I received a spam today at 09:55
I had to run two different awk scripts to get :
- one to get sender info (e-mail + sender's server)
- one to get detailed spam score per rule
Both are written in AWK.
I'd like to run a single script that would do both operations.
A shell script that calls both awk scripts would read the file two times.
I'm thinking of a solution that scans the file a single time.
Is it possible while having two separate awk files?
first script :
Code:
#!/usr/bin/gawk -f
# extract sender's e-mail, IP and original domain of the sending host, if any.
==*==
§ **Requirement 1**
Please decide whether each statement agrees with the awk scripts post, answering yes or no and quoting the words that decide it: (a) Both scripts are written in AWK. (b) The poster prefers a shell script that calls both awk scripts. (c) The spam arrived at 09:55.
§ **Requirement 2**
In the awk scripts post, what does the second script get?
§ **Requirement 3**
Carry on the awk scripts post from the point where it stops.
The lines after the awk scripts post play no part in this.
==*==
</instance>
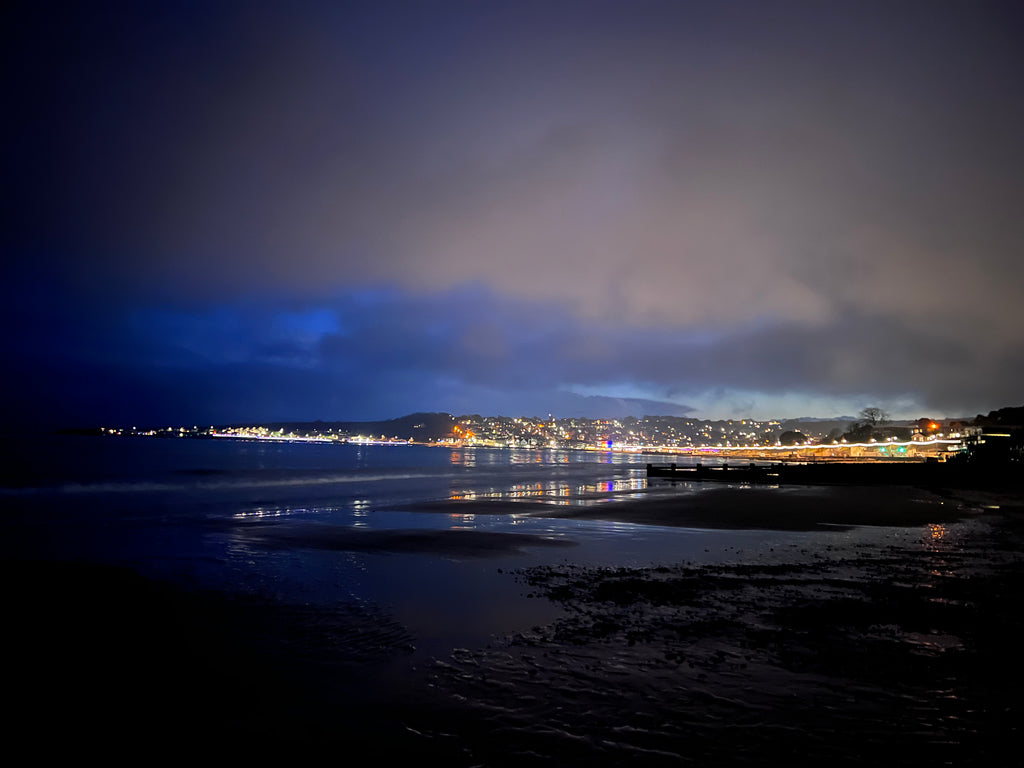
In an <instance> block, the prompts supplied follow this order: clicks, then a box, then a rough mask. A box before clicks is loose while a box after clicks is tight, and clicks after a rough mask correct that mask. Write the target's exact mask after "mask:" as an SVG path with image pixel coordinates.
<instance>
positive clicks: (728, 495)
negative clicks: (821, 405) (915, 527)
mask: <svg viewBox="0 0 1024 768" xmlns="http://www.w3.org/2000/svg"><path fill="white" fill-rule="evenodd" d="M676 485H678V487H675V486H676ZM995 498H997V499H1001V500H1002V501H1004V504H1007V503H1009V504H1016V503H1017V502H1016V500H1015V499H1014V498H1013V497H1010V498H1005V497H1004V496H1000V497H995ZM559 501H563V500H556V502H559ZM564 501H566V502H571V503H564V504H561V503H552V502H545V501H532V500H527V501H508V500H504V499H494V500H492V499H484V500H471V501H465V500H458V501H443V502H435V503H433V504H429V505H422V504H421V505H418V506H417V507H410V508H409V509H410V510H419V511H424V512H446V513H451V514H475V515H481V514H508V513H509V512H512V513H515V514H524V515H535V516H539V517H553V518H562V519H588V520H610V521H617V522H632V523H636V524H640V525H666V526H675V527H691V528H719V529H750V528H757V529H762V530H823V529H835V528H836V527H838V526H839V527H843V526H847V527H848V526H852V525H897V526H905V525H925V524H928V523H939V522H952V521H954V520H957V519H961V518H963V517H965V516H969V515H971V514H976V513H979V512H981V511H982V509H983V506H982V505H981V504H979V503H977V502H975V501H973V500H971V499H968V498H967V496H966V495H965V492H955V493H954V492H947V493H944V494H941V495H940V494H938V493H935V492H933V490H925V489H921V488H914V487H909V486H844V487H836V486H809V485H803V486H801V485H798V486H786V487H762V486H756V485H755V486H734V485H718V484H713V483H682V482H681V483H672V482H671V481H667V480H663V481H656V480H655V481H653V482H652V484H651V486H650V487H649V488H648V489H647V490H646V492H641V493H636V492H628V493H624V494H622V495H620V496H618V497H617V498H616V497H615V496H610V497H609V496H602V497H600V498H599V499H598V500H597V501H595V502H594V503H588V502H589V501H591V500H588V499H587V498H585V497H584V498H574V499H566V500H564Z"/></svg>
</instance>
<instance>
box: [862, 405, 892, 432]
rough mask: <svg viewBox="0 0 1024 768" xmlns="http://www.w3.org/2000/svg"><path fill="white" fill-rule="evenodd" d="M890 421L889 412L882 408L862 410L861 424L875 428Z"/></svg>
==*==
§ **Exercise result 1**
(a) Yes: "Both are written in AWK."
(b) No: "A shell script that calls both awk scripts would read the file two times." and "I'm thinking of a solution that scans the file a single time."
(c) Yes: "I received a spam today at 09:55"

§ **Exercise result 2**
Detailed spam score per rule.

§ **Exercise result 3**
/^From:/ {from=$0}
/Received:/ {recvd=$0}
END {
print from "\n" recvd
}
second script
Code:
#!/usr/bin/gawk -f
/tests/ {
tests=1;
sub(/tests=\[/,"");
}
/Received:/ {tests=0}
{
if (tests) {
# each test in its own line
gsub(/, /,"\n");
# remove preceding spaces and tabs
gsub(/[ \t]/,"");
# # remove autolearn=disabled after last rule.
gsub(/\].+/,"");
# print modified line
lines = lines $0 "\n"
}
}
END {
print lines;
}
Here's what I tried :
Code:
14:56:32 ~ -2- $ tee >(/home/ychaouche/SYNCHRO/mail.headers.sender.info) >(mail.headers.spam.rules.pretty)
[start paste]
Return-Path: <info2@krodaer.bar>
Delivered-To: <a.chaouche@algerian-radio.dz>
Received: from messagerie.algerian-radio.dz
by messagerie.algerian-radio.dz (Dovecot) with LMTP id SFqoOvsMUWNf7gAArJM0yg
for <a.chaouche@algerian-radio.dz>; Thu, 20 OReturn-Path: <info2@krodaer.bar>
ct 2022 09:55:45 +0100
Received: from localhost (localhost [127.0.0.1])
by messagerie.algerian-radio.dz (Postfix) with ESMTP id BA3E23A8009F
for <a.chaouche@algerian-radio.dz>; Thu, 20 Oct 2022 09:55:45 +0100 (CET)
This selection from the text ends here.